Exercise passage ::
-- Opening Marker --

Experimenting with raw eggs
Posted: March 30th, 2010 - 8:33am
I’m told everyone experiments in university.
My experiments consisted of getting married, having kids, and reading The Atlantic and Harper’s magazine. There were other experiments, like with that girl from Kitchener I met on the train from Toronto one time, the girl from Brazil who stalked me, Alison the model, Jo the squash player and Jo the vet, but they’re not fit to discuss in this family publication.
At some point, both magazines wrote about something I had studied, and I thought the articles were terrible. I don’t read those magazines anymore.
This is why: The Atlantic offers the Weston Price school of home dentistry up as an expert on whether to experiment with bi-curious raw eggs, stating that if you’re going to eat raw eggs, Rocky Balboa style,
“the egg MUST be organic and fresh, and you MUST know its origin. Ideally, it comes from your backyard hen house. Alternately, you procure it from a farmer you trust. Salmonella is a serious illness, but it is rarely found in the organic eggs of well-fed, free-range happy hens. Final warning: do not eat commercially-produced, grocery store eggs raw. Ever.”
The author, Carol Ann Sayle, has no microbiological basis for any of these statements. She also says chickens are in a Zen-state when they lay eggs, which may be like living in a Red State. And she writes with all-caps to emphasize points because her writing alone sucks.
In this piece of microbiological fantasy, Sayle states
“Glistening with antiseptic moisture, the egg pops out and falls a couple of inches to the straw. … As the moisture changed to chalk-dry "bloom" (the bloom protects the insides of the egg from bacteria), Jean Luc cracked open the egg, opened his mouth, and tossed in the yolk and white.
Salmonella can enter directly into the egg, long before it pops out. And will soon be coming out your other end, Jean Luc.

-- Closing Marker --

Task brief ::
Copy out the entire blog post about eating raw eggs, word for word.

Provided data ::
-- Opening Marker --

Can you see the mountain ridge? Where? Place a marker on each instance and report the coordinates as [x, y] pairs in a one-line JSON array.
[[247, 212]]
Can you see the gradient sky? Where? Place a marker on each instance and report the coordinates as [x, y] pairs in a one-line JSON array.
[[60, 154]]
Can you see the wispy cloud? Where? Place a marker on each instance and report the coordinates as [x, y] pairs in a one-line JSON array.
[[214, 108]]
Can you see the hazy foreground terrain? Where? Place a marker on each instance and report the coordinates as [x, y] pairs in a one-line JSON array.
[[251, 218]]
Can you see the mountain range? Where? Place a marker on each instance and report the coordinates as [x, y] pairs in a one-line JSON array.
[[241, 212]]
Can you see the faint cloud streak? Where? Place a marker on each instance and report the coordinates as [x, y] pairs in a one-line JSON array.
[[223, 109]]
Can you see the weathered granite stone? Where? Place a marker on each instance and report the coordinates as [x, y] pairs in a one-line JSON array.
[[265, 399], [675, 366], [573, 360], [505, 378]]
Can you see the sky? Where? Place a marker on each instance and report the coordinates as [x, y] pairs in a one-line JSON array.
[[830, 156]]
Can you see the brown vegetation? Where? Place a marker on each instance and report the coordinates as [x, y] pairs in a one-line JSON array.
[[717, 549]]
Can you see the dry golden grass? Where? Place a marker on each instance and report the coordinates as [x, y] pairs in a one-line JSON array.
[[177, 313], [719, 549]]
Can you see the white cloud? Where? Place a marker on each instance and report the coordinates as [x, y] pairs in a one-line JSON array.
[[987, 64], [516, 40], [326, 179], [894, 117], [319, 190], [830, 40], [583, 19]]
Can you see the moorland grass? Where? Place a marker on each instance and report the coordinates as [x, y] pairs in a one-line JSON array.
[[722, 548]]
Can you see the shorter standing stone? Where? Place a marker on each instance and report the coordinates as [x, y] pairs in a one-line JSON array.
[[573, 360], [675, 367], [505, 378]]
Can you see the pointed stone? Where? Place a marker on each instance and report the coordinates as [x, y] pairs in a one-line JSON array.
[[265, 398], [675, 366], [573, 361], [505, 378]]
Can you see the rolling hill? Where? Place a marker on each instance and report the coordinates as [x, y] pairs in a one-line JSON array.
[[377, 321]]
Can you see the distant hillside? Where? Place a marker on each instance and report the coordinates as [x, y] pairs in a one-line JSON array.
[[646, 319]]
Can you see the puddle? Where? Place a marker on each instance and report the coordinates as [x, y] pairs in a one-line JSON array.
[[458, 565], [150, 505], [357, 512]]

-- Closing Marker --
-- Opening Marker --

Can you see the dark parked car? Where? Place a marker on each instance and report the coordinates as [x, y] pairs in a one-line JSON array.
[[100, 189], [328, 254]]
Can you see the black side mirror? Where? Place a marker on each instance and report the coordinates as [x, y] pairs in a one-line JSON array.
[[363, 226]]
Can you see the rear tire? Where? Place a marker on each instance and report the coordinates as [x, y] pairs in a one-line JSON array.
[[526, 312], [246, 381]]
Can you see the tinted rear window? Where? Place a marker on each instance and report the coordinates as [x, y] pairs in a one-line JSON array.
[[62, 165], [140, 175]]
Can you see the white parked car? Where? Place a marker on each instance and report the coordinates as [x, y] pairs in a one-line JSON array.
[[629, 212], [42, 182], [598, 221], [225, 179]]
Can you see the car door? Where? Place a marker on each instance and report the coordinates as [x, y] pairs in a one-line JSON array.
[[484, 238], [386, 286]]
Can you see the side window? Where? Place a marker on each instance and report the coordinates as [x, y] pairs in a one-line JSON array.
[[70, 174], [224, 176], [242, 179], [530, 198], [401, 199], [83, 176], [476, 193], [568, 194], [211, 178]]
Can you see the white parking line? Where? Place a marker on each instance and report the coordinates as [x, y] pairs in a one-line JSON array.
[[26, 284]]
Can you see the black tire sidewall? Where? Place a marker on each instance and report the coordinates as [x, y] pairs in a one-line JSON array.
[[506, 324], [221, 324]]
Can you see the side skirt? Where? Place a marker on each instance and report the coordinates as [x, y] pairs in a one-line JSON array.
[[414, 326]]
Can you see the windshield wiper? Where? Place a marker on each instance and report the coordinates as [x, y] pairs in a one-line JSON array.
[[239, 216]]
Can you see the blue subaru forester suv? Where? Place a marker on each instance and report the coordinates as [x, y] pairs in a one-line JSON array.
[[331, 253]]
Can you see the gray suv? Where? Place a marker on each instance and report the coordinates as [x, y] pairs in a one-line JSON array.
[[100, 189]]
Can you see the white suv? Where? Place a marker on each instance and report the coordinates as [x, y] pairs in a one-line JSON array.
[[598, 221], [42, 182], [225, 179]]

-- Closing Marker --
-- Opening Marker --

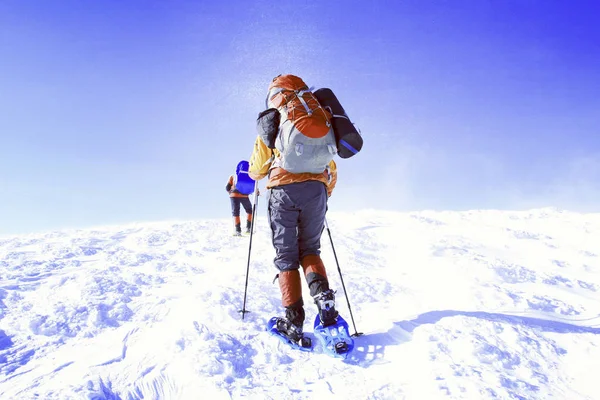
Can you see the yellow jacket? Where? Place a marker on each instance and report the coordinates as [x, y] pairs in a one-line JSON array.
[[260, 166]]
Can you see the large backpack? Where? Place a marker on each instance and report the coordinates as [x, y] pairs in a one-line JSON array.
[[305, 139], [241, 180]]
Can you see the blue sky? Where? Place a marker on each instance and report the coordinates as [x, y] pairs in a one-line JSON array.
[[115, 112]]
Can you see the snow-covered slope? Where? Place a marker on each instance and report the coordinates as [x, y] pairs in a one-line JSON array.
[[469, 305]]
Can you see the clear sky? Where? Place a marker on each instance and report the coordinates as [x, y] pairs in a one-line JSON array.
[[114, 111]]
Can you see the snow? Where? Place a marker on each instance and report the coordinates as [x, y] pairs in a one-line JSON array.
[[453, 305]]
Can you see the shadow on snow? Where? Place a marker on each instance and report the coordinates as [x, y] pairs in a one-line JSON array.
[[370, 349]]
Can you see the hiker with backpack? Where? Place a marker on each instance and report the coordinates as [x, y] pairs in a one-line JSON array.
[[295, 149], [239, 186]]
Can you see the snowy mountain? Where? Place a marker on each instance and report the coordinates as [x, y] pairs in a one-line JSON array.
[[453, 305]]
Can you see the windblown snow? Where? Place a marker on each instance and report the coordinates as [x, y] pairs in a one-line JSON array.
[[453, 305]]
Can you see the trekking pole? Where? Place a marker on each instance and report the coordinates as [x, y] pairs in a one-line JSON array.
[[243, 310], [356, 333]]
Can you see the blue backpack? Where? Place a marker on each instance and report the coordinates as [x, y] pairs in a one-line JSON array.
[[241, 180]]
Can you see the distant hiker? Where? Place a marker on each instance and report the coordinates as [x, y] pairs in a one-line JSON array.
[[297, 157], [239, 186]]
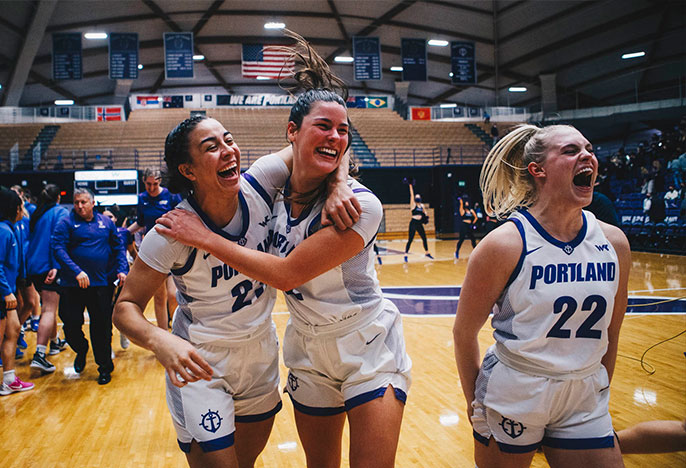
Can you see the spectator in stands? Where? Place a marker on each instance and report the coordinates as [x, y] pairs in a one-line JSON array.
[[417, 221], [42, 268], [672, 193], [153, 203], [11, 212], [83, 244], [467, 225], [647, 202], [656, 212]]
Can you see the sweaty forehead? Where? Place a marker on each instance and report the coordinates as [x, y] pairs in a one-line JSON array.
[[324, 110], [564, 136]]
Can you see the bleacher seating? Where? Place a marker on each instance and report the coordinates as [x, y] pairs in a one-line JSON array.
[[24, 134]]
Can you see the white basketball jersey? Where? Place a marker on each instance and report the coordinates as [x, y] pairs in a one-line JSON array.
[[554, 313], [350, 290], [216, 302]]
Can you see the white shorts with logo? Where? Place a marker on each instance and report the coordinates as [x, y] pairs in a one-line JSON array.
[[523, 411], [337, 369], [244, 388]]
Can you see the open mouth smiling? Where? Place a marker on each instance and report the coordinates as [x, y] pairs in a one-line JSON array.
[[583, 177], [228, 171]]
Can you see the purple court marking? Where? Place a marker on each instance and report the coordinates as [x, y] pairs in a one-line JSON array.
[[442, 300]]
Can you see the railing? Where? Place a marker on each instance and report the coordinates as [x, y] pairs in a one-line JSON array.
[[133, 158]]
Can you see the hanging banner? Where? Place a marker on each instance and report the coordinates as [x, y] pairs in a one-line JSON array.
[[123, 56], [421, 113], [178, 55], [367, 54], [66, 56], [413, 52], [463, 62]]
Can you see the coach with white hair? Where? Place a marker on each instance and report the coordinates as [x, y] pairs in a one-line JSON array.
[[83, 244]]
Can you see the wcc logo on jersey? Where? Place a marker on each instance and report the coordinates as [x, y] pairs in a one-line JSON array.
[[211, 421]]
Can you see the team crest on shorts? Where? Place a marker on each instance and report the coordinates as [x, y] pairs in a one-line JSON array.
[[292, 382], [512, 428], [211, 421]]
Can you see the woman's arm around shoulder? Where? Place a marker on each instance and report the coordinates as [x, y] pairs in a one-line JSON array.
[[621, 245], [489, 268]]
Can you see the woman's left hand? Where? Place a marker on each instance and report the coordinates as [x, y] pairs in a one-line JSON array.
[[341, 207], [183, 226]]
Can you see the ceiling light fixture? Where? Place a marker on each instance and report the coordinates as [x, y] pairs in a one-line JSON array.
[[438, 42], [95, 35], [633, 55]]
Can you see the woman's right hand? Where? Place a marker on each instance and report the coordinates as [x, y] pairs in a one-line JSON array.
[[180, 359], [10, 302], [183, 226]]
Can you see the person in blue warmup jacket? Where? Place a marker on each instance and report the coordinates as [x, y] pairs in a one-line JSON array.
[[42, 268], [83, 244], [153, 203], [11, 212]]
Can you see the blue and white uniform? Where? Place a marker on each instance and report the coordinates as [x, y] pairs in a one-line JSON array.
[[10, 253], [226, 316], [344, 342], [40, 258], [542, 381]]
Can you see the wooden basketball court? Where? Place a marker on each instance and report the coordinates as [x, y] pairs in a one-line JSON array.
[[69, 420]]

-- Closing Marker --

Solution for this exercise ::
Experimenting with raw eggs
Posted: March 30th, 2010 - 8:33am
I’m told everyone experiments in university.
My experiments consisted of getting married, having kids, and reading The Atlantic and Harper’s magazine. There were other experiments, like with that girl from Kitchener I met on the train from Toronto one time, the girl from Brazil who stalked me, Alison the model, Jo the squash player and Jo the vet, but they’re not fit to discuss in this family publication.
At some point, both magazines wrote about something I had studied, and I thought the articles were terrible. I don’t read those magazines anymore.
This is why: The Atlantic offers the Weston Price school of home dentistry up as an expert on whether to experiment with bi-curious raw eggs, stating that if you’re going to eat raw eggs, Rocky Balboa style,
“the egg MUST be organic and fresh, and you MUST know its origin. Ideally, it comes from your backyard hen house. Alternately, you procure it from a farmer you trust. Salmonella is a serious illness, but it is rarely found in the organic eggs of well-fed, free-range happy hens. Final warning: do not eat commercially-produced, grocery store eggs raw. Ever.”
The author, Carol Ann Sayle, has no microbiological basis for any of these statements. She also says chickens are in a Zen-state when they lay eggs, which may be like living in a Red State. And she writes with all-caps to emphasize points because her writing alone sucks.
In this piece of microbiological fantasy, Sayle states
“Glistening with antiseptic moisture, the egg pops out and falls a couple of inches to the straw. … As the moisture changed to chalk-dry "bloom" (the bloom protects the insides of the egg from bacteria), Jean Luc cracked open the egg, opened his mouth, and tossed in the yolk and white.
Salmonella can enter directly into the egg, long before it pops out. And will soon be coming out your other end, Jean Luc.